# Document extract:
· · · · · · ·

The Kammerer Stabbing
William Burroughs was born in St. Louis, Missouri in 1914; making him roughly ten years older than most of the other original beats. While still living in St. Louis, Burroughs met David Kammerer, presumably an association based on their shared homosexual orientation and intellectual tendencies.
As a boys' youth-group leader in the mid-1930s, David Kammerer became infatuated with the young Lucien Carr (with what encouragement, if any, it is difficult to say). Kammerer formed a pattern of following Carr around the country as he attended (and was expelled from) different colleges. In the fall of 1942, at the University of Chicago, Kammerer introduced 17-year-old Lucien Carr to William S. Burroughs.
Burroughs was a Harvard-graduate who lived off a stipend from his relatively wealthy family. His grandfather had invented the Burroughs Adding Machine, though the amount of wealth in the family is often exaggerated (Kerouac remarked on "the Burroughs Millions", which didn't actually exist).

· · · · · · ·

Records for identifying positions
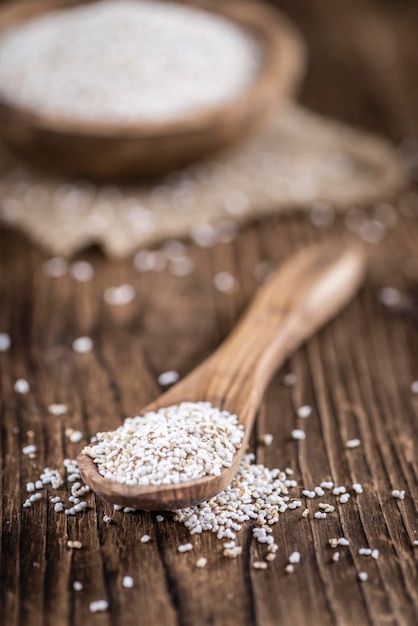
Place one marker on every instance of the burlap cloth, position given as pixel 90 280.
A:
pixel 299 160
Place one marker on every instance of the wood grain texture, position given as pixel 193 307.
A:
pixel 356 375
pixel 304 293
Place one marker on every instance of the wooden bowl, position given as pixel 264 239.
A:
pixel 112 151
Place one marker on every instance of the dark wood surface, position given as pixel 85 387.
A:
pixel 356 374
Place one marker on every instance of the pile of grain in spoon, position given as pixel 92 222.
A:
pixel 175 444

· · · · · · ·

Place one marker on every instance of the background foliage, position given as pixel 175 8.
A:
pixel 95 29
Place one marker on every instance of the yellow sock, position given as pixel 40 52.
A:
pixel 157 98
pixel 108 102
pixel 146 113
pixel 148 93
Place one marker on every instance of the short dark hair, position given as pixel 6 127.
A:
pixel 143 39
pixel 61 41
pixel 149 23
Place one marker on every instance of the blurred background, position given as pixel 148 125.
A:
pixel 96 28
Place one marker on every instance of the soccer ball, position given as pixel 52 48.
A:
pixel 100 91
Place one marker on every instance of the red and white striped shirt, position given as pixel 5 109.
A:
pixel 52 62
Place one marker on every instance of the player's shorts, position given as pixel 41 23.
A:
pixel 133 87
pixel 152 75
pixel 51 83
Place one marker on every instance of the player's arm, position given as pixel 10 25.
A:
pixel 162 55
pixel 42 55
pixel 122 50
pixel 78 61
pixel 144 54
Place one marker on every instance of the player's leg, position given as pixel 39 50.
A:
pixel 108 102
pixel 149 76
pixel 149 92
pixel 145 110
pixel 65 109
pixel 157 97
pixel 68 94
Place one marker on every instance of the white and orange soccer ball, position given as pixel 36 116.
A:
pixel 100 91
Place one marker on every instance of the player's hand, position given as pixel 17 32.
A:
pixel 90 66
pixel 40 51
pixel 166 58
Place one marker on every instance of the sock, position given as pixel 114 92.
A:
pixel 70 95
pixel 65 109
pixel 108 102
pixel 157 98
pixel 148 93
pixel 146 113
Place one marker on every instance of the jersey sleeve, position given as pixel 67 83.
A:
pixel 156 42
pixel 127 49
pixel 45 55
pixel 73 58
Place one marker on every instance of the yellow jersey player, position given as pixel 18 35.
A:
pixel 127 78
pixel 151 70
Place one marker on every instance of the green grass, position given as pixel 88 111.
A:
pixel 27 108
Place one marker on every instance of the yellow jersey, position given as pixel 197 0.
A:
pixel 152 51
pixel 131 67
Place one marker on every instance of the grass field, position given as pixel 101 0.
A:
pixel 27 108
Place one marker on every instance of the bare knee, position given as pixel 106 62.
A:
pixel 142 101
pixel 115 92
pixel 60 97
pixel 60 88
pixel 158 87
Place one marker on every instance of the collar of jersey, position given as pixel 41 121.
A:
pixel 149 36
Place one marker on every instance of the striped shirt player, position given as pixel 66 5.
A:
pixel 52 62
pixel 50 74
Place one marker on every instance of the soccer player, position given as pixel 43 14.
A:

· · · · · · ·

# Exercise task 1:
Which people are named in the excerpt on the Kammerer stabbing?
# Exercise task 2:
What did Burroughs's grandfather invent, according to the Kammerer stabbing excerpt?
# Exercise task 3:
Pick up the Kammerer stabbing excerpt after its final sentence and keep writing.
None of these items matter here.

# Task answer 1:
William S. Burroughs, David Kammerer, Lucien Carr, and Kerouac.

# Task answer 2:
The Burroughs Adding Machine.

# Task answer 3:
The three became good friends, whose sprees got Burroughs kicked out of his rooming house and culminated in Carr confined in a mental ward after an apparent attempted suicide with a gas oven (one version of the story holds that this was a way of avoiding military service).
In the spring of 1943, Carr's family moved him to Columbia University in New York, where Kammerer, and then Burroughs shortly followed. At Columbia, Carr met the freshman Allen Ginsberg, whom he introduced to Burroughs and Kammerer. Edie Parker, another member of the crowd, introduced Carr to her boyfriend Jack Kerouac once he came back from his stint as a merchant marine. In 1944, Carr introduced Kerouac and Burroughs.
Kammerer's fixation was obvious to everyone in the circle, and he became jealous as Carr developed a relationship with a young woman (Celine Young). In mid-August, 1944, Lucien Carr killed him with a boyscout knife in what may have been self-defense after an altercation in a park on the Hudson river.
Carr disposed of the body into the river. He first went to Burroughs for advice, who recommended he get a lawyer and turn himself in with a claim of self-defense. Instead, Carr went to Kerouac, who helped him dispose of the weapon.